_DONNÉES FOURNIES_
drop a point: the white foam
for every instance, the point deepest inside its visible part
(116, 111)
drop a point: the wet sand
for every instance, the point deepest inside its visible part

_CONSIGNE_
Présentez toutes les lignes des enregistrements ci-dessus en liste numérotée, sans garder les lignes vides.

_RÉPONSE COMPLÈTE_
1. drop a point: the white foam
2. for every instance, the point deepest inside its visible part
3. (116, 111)
4. drop a point: the wet sand
5. for every instance, the point deepest inside its visible part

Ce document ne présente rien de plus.